→ **PROBLEM DESCRIPTION**
Would you restate, exactly as they appear, the lines from the one containing "column 229, row 185" through the end of the data below?

(Dataset entries)
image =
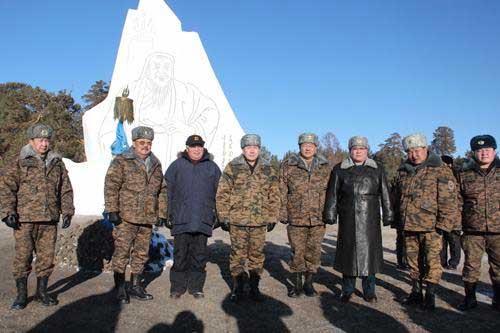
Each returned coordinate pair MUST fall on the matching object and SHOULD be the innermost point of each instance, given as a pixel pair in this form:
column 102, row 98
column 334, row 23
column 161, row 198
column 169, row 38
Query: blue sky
column 349, row 67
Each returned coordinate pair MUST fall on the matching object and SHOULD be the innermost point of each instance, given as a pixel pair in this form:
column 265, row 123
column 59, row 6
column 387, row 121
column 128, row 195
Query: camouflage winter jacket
column 136, row 189
column 37, row 190
column 426, row 197
column 247, row 198
column 480, row 193
column 303, row 191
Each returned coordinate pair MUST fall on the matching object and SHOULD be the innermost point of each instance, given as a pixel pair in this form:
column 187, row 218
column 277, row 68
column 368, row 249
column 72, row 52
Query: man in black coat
column 192, row 181
column 357, row 193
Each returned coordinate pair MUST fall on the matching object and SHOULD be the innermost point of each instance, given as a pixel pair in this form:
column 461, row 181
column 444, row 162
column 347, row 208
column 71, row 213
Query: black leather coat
column 356, row 195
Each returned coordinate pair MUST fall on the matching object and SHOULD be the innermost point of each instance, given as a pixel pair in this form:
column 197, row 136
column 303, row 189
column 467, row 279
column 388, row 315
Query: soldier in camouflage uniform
column 135, row 199
column 34, row 191
column 479, row 182
column 247, row 203
column 426, row 205
column 303, row 181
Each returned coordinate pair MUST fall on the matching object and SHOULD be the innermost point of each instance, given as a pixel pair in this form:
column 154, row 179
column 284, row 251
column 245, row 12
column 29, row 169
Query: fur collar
column 432, row 161
column 240, row 160
column 349, row 163
column 27, row 151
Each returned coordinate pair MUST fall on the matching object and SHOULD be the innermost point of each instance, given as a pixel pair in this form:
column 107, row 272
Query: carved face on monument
column 160, row 69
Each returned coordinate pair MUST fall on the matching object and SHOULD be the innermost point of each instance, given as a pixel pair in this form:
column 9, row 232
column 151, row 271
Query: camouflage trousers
column 247, row 248
column 474, row 246
column 306, row 247
column 423, row 252
column 131, row 244
column 39, row 238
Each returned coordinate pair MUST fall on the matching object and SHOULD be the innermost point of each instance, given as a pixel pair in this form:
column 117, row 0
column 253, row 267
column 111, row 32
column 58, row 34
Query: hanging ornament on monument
column 124, row 107
column 124, row 111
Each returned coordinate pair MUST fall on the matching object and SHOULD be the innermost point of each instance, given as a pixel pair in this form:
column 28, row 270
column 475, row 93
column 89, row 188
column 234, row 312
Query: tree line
column 22, row 105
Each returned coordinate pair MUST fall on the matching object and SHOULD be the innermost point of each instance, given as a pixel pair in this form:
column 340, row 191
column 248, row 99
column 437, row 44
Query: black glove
column 331, row 222
column 216, row 225
column 114, row 217
column 12, row 221
column 161, row 222
column 270, row 226
column 66, row 221
column 225, row 225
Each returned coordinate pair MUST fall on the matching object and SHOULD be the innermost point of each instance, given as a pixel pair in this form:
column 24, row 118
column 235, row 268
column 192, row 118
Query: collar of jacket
column 471, row 164
column 131, row 155
column 432, row 161
column 206, row 156
column 349, row 163
column 296, row 160
column 27, row 151
column 240, row 160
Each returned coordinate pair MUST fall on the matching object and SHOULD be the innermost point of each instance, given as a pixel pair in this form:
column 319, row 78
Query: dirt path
column 86, row 303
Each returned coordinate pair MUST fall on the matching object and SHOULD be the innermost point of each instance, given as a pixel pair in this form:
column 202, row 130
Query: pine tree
column 22, row 106
column 96, row 94
column 444, row 141
column 390, row 155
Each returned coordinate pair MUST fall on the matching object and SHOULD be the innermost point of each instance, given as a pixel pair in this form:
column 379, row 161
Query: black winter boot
column 41, row 292
column 415, row 297
column 297, row 285
column 136, row 290
column 22, row 294
column 495, row 302
column 238, row 287
column 308, row 287
column 254, row 287
column 121, row 292
column 430, row 297
column 470, row 301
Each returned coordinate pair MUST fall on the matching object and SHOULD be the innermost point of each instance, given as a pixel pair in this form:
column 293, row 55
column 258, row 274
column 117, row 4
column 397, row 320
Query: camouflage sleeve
column 170, row 186
column 274, row 199
column 162, row 199
column 9, row 185
column 448, row 218
column 112, row 185
column 331, row 199
column 66, row 193
column 388, row 214
column 223, row 197
column 395, row 200
column 283, row 179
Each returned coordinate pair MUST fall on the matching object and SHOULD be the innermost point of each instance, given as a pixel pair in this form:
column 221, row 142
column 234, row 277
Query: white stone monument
column 175, row 91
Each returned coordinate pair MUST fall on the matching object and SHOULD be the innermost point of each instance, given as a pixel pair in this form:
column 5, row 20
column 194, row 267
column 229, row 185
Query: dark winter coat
column 191, row 189
column 356, row 194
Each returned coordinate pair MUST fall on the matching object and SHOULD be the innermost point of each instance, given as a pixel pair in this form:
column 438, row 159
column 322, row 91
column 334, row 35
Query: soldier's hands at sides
column 270, row 226
column 66, row 221
column 329, row 221
column 12, row 221
column 224, row 225
column 114, row 217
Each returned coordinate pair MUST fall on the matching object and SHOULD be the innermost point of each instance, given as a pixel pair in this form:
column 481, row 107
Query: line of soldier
column 248, row 198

→ **RESULT OF THE TASK**
column 229, row 185
Query: dark winter coat
column 191, row 189
column 356, row 194
Each returned coordinate pair MUST fall on the matching object and SHOULD be the innermost point of each instance, given as a pixel pair in this form:
column 438, row 159
column 322, row 91
column 334, row 35
Query: soldier's hands at sides
column 270, row 226
column 66, row 221
column 329, row 221
column 12, row 221
column 224, row 225
column 114, row 217
Each returned coordinate pair MUST fall on the matching object and SHOULD be the innermost point of each instance, given as a pixel pair in this form:
column 481, row 107
Query: line of soldier
column 248, row 198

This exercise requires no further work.